> A run of items:
-- BEGIN --

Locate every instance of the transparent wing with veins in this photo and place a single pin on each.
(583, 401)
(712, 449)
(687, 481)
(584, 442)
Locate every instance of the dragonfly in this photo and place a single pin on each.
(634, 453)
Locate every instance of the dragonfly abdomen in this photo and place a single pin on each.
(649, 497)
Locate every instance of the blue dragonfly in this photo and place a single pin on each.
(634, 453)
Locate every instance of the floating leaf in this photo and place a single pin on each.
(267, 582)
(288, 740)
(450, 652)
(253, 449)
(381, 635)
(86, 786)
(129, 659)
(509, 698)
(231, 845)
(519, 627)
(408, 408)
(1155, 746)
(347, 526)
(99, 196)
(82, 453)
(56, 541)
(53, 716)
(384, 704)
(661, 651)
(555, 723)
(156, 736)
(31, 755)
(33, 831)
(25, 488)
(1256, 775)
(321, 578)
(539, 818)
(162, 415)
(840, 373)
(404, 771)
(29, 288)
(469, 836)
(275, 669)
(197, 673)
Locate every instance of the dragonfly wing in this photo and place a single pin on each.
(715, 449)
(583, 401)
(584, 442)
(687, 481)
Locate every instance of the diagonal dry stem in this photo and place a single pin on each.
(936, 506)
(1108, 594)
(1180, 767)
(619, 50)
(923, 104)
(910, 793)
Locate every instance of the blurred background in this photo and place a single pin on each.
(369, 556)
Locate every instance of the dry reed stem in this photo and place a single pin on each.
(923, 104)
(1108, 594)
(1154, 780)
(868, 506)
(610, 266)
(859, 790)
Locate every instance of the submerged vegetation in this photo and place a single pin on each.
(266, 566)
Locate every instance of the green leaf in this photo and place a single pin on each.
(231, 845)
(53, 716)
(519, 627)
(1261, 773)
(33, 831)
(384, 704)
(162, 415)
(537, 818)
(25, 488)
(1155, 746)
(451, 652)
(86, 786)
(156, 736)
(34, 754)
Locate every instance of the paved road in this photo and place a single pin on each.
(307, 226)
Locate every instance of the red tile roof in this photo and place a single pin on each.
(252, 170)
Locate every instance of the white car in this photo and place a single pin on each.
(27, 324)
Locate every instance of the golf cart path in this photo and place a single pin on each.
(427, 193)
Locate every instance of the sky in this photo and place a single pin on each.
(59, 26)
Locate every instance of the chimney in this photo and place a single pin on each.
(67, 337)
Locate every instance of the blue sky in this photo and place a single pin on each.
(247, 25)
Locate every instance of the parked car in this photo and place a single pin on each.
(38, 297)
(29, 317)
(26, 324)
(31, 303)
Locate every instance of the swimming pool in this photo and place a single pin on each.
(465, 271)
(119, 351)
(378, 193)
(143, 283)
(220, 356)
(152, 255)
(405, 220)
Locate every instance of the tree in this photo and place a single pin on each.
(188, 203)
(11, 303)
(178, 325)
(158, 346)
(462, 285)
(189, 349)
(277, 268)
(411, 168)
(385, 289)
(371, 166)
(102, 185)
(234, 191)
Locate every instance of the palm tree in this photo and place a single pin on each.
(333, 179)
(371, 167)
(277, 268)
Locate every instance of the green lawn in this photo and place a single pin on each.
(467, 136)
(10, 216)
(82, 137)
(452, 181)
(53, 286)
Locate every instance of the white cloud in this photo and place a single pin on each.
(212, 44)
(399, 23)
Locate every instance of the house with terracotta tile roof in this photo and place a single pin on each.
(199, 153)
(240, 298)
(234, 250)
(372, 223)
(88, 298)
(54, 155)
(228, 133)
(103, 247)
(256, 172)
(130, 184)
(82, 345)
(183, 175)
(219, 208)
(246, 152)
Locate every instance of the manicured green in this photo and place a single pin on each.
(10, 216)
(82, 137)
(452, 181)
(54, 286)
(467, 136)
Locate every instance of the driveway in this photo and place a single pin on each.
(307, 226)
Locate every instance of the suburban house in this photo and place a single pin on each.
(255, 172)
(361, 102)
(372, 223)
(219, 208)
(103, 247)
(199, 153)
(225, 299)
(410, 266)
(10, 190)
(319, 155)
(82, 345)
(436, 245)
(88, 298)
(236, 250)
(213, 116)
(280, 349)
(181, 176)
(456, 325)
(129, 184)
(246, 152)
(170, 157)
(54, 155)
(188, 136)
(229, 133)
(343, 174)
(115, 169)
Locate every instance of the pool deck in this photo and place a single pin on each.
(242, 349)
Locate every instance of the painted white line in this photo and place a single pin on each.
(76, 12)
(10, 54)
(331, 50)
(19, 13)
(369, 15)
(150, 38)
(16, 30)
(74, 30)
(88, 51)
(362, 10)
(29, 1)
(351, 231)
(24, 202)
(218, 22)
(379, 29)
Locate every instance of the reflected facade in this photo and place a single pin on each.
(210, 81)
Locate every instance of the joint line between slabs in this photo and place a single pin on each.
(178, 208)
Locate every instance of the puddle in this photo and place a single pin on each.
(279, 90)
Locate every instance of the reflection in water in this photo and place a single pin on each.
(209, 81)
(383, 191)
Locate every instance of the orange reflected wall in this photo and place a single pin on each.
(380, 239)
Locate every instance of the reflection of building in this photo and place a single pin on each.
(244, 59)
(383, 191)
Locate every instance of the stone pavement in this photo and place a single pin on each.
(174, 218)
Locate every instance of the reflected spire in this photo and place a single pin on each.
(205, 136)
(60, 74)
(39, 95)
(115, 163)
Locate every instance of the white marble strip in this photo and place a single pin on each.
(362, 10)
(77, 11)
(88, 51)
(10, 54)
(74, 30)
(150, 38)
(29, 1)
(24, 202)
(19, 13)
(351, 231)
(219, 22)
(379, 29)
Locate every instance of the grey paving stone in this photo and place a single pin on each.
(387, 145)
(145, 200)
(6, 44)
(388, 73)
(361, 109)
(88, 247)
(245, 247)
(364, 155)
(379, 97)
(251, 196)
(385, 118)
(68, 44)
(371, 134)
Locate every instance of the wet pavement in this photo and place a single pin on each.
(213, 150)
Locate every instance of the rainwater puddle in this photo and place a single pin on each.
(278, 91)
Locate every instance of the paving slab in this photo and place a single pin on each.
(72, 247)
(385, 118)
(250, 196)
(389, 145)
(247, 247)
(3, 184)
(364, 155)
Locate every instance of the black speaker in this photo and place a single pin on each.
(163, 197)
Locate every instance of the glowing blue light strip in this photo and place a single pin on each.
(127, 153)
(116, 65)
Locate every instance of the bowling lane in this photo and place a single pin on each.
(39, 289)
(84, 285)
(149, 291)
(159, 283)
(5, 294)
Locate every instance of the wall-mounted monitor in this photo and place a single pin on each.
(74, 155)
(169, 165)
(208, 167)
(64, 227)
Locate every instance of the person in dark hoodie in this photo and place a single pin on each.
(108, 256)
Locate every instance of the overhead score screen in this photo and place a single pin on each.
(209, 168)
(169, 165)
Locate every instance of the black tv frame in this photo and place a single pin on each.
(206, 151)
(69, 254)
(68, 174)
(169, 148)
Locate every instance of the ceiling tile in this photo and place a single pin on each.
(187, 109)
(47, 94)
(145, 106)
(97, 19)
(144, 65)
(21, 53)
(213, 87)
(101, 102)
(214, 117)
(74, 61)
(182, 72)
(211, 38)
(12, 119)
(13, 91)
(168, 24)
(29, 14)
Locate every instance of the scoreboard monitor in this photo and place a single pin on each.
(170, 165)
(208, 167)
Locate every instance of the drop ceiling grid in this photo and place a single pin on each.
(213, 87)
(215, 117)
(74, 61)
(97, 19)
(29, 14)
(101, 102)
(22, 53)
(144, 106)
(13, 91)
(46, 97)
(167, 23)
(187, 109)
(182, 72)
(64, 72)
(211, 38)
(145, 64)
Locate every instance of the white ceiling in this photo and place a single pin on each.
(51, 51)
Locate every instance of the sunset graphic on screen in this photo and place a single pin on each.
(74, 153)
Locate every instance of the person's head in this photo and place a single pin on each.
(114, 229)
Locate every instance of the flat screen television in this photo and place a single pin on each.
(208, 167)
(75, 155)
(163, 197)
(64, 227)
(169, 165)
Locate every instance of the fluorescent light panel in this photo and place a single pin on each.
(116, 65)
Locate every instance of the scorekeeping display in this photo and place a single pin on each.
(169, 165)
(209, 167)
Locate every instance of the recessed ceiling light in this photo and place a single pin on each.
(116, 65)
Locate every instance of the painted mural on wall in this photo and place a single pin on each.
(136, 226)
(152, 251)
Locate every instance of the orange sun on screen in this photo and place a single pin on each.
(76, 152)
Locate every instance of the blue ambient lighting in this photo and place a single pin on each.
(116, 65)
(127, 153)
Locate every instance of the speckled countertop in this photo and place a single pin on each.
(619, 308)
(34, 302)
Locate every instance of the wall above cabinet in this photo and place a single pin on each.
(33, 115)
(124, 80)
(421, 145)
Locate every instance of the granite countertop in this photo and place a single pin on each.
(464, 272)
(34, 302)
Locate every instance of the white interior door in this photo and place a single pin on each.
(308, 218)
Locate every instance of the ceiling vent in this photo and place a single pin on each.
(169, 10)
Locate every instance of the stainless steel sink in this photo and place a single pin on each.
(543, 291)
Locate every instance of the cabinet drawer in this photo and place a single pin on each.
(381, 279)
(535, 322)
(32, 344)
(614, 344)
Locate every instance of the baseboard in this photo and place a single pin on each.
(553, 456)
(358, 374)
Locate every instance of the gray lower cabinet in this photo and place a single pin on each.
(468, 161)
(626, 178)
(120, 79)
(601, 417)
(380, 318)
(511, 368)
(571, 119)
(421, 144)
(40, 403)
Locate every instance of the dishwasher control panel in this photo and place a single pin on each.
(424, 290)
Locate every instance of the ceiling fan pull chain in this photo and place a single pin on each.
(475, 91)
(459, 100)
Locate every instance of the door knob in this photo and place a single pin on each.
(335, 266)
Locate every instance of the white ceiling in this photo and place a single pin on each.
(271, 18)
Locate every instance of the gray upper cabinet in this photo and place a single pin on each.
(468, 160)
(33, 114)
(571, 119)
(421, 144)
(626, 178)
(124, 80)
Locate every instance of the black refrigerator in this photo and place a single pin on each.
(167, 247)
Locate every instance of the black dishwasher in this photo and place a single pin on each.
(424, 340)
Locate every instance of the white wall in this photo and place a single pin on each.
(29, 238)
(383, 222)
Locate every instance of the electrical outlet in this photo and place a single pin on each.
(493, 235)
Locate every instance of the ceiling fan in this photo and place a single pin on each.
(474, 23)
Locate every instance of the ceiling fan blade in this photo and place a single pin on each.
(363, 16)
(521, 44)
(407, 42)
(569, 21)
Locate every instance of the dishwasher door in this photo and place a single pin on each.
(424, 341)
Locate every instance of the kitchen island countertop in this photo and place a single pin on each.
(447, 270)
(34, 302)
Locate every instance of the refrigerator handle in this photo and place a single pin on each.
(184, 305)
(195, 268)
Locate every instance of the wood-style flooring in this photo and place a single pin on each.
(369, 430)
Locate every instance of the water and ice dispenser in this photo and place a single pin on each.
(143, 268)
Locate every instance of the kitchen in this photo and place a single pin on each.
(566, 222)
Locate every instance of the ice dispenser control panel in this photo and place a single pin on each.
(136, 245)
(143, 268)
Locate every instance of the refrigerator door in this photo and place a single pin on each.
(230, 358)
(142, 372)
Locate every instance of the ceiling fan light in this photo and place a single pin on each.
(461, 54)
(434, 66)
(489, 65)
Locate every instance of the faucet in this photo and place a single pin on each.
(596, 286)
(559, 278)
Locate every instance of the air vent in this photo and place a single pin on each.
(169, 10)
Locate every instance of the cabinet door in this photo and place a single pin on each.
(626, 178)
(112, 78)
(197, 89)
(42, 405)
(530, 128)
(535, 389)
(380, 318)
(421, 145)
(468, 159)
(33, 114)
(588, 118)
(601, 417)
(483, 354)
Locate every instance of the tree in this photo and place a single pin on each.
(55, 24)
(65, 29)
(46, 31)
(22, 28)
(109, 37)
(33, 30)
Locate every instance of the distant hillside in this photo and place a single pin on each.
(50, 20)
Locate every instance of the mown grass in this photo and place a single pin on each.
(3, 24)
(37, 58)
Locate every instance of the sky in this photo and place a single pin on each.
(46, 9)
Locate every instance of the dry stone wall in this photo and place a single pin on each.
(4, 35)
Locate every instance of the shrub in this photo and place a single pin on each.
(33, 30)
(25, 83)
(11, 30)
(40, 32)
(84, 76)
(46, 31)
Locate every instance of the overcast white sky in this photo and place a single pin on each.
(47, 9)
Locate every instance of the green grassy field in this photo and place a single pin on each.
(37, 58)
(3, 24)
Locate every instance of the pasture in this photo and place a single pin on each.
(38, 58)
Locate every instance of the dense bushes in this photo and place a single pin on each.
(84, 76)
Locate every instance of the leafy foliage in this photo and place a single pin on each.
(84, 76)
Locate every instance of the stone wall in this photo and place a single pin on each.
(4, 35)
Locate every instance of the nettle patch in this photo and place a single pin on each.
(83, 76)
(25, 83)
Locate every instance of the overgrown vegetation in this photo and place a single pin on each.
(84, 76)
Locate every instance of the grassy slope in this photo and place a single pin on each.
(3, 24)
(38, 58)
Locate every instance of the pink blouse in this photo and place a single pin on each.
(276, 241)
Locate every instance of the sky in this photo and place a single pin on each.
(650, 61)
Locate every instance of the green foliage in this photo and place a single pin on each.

-- END --

> Challenge: Copy the items from the line containing "Locate every instance of the grassy" through the last line of the items, substituting "white blouse" for "pink blouse" and leaving everything else unchanged.

> Response below:
Locate every instance of the grassy slope in this photo and place a single pin on each.
(3, 24)
(38, 58)
Locate every instance of the white blouse in this photo and place a single pin on each.
(276, 241)
Locate every instance of the sky in this photo and place a single pin on each.
(650, 61)
Locate every instance of the green foliage in this photo and place a single pin on each.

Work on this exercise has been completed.